# RNN Text Generation:  An Introduction

My investigations of current machine learning techniques have finally brought me into the word of artifical neural networks.  I was attracted immediately to recurrent neural networks(RNNs) after reading Andrej Karpathy's [great blog on text generation with RNNs.](http://karpathy.github.io/2015/05/21/rnn-effectiveness/)  There is a word Andrej uses in his blog to describe a part of what RNNs can do that has stuck with me: magic.  What we will be seeing in this blog is that we can train a neural network to write new text(words, senetences, paragraphs, even an entire corpus).  It this process of teaching a machine to create that still fills me with wonder and a sense of magic.  


### Where is all this going?
When I first learned of machine learning and artificial neural networks it invoked in me the themes of science fiction, a genre that has consistently been warning us of the looming dangers of artificial intelligence.  Although the models described in this blog are infantile when compared to a sentient, artifical creation, we should not be quick to distract ourselves: the seeds to more advanced forms of artifical intelligence start here.  Some may say true, artifical sentience is not possible and say any moral obligations to that improbable outcome can be ignored, but this is an outlook I do not share.  Yes, there is magic in what a recurrent neural network can do, but I also feel an imperative to consider the long term impacts of where all of this playful tinkering is leading us.  I have no definitive statement on the ethical and moral conduct of the current generation of data scientists and machine learning engineers.  All I ask is that we consider the long term effects, whatever they may be, of the seeds we are sowing here.  Not be overly dramatic, but who amongst us really want to be the next Oppenheimer, painfully letting out the words, "Now I am become death, the destroyer of worlds".

[Saved data entries]
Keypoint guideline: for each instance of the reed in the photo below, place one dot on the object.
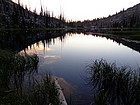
(19, 83)
(113, 85)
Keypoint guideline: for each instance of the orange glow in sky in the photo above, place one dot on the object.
(81, 9)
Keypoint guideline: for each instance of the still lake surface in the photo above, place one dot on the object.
(68, 58)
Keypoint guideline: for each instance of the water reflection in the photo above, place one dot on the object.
(67, 58)
(66, 55)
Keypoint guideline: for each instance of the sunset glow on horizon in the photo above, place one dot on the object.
(80, 9)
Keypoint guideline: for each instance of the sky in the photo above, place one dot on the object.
(81, 9)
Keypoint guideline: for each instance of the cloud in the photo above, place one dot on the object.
(52, 56)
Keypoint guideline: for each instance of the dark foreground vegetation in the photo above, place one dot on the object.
(113, 85)
(20, 86)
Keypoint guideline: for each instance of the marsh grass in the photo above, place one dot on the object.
(16, 89)
(113, 85)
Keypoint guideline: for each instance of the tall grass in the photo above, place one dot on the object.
(113, 85)
(20, 86)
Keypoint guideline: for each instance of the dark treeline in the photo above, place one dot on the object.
(18, 40)
(13, 15)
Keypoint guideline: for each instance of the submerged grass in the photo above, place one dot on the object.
(114, 85)
(19, 85)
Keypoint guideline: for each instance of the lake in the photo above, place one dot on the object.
(68, 58)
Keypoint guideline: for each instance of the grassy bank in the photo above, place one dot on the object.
(20, 86)
(113, 85)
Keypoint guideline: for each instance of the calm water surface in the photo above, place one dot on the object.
(68, 57)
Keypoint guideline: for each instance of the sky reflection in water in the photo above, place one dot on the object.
(68, 59)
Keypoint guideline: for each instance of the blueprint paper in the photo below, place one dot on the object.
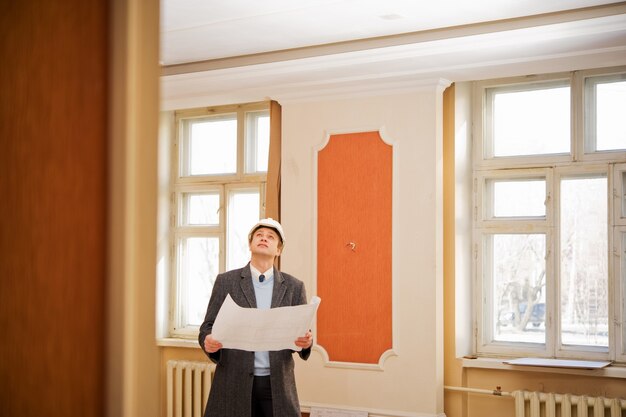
(258, 330)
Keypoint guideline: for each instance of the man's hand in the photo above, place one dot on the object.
(306, 341)
(211, 345)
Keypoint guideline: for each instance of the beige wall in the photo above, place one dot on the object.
(426, 263)
(411, 379)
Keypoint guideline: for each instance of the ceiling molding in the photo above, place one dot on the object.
(397, 40)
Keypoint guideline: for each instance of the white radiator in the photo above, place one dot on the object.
(188, 385)
(539, 404)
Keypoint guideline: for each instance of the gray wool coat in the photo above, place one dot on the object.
(231, 390)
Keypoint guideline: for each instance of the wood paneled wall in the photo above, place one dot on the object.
(53, 187)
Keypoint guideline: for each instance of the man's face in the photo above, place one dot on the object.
(265, 241)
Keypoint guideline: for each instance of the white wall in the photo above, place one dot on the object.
(411, 381)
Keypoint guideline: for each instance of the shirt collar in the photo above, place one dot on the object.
(269, 274)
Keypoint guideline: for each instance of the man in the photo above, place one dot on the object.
(255, 384)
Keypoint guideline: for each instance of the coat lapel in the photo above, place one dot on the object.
(246, 286)
(278, 293)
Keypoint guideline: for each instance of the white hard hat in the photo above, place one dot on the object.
(272, 224)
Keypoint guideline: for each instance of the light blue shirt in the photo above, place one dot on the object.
(263, 293)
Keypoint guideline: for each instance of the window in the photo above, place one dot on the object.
(549, 223)
(218, 191)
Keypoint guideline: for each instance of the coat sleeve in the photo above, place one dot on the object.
(215, 303)
(304, 353)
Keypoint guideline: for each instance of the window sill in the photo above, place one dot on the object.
(177, 342)
(611, 371)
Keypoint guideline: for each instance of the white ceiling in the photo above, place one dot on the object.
(222, 51)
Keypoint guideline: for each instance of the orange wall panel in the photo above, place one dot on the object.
(354, 200)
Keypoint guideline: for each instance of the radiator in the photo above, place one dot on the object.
(188, 385)
(539, 404)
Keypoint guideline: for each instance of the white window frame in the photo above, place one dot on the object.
(182, 183)
(551, 167)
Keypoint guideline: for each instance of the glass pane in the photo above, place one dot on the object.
(517, 198)
(243, 212)
(611, 125)
(257, 141)
(532, 122)
(584, 269)
(202, 209)
(213, 146)
(518, 268)
(200, 264)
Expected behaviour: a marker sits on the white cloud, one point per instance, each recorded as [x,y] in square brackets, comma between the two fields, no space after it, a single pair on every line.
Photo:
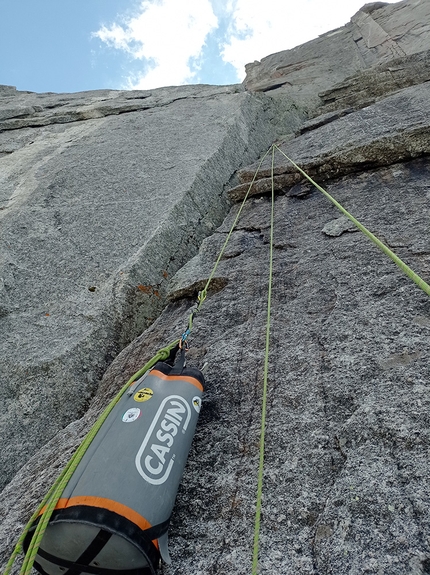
[168,36]
[256,31]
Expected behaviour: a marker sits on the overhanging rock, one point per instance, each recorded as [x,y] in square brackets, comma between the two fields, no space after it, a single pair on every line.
[104,195]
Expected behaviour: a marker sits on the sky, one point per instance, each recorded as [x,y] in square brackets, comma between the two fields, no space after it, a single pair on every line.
[76,45]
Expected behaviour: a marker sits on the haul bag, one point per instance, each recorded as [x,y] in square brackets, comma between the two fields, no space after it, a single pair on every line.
[113,516]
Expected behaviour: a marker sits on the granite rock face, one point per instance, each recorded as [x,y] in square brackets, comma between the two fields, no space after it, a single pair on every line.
[104,195]
[377,35]
[347,431]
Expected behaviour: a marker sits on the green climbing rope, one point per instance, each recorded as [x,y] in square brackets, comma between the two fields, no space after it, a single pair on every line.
[400,263]
[265,379]
[49,502]
[47,505]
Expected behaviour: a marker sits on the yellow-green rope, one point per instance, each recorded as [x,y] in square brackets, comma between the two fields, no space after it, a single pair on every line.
[401,264]
[265,378]
[47,505]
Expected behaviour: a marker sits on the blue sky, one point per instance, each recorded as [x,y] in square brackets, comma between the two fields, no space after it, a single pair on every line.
[75,45]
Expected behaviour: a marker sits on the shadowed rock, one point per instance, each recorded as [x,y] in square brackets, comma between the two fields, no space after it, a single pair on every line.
[347,471]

## CHALLENGE 1
What is the stretch of the RNN text generation post from "My investigations of" through "all this going?"? Write it out word for word.
## CHALLENGE 2
Could you repeat, word for word, the stretch of the listing from the line containing "Expected behaviour: a marker sits on the green" through the end of the listing?

## WORKED SOLUTION 1
My investigations of current machine learning techniques have finally brought me into the word of artifical neural networks.  I was attracted immediately to recurrent neural networks(RNNs) after reading Andrej Karpathy's [great blog on text generation with RNNs.](http://karpathy.github.io/2015/05/21/rnn-effectiveness/)  There is a word Andrej uses in his blog to describe a part of what RNNs can do that has stuck with me: magic.  What we will be seeing in this blog is that we can train a neural network to write new text(words, senetences, paragraphs, even an entire corpus).  It this process of teaching a machine to create that still fills me with wonder and a sense of magic.  


### Where is all this going?

## WORKED SOLUTION 2
Expected behaviour: a marker sits on the green climbing rope, one point per instance, each recorded as [x,y] in square brackets, comma between the two fields, no space after it, a single pair on every line.
[400,263]
[265,379]
[49,502]
[47,505]
Expected behaviour: a marker sits on the yellow-green rope, one point per instance, each recorded as [x,y] in square brackets, comma between the two fields, no space after it, a single pair on every line.
[401,264]
[265,378]
[47,505]
Expected behaviour: a marker sits on the blue sky, one point per instance, each recorded as [x,y] in square brackets, comma between the two fields, no space after it, a single pair on every line.
[75,45]
Expected behaviour: a marker sits on the shadowed rock, one point per instance, each recorded as [x,y] in square brackets, comma between the two fields, no space after it, a single pair on every line.
[347,471]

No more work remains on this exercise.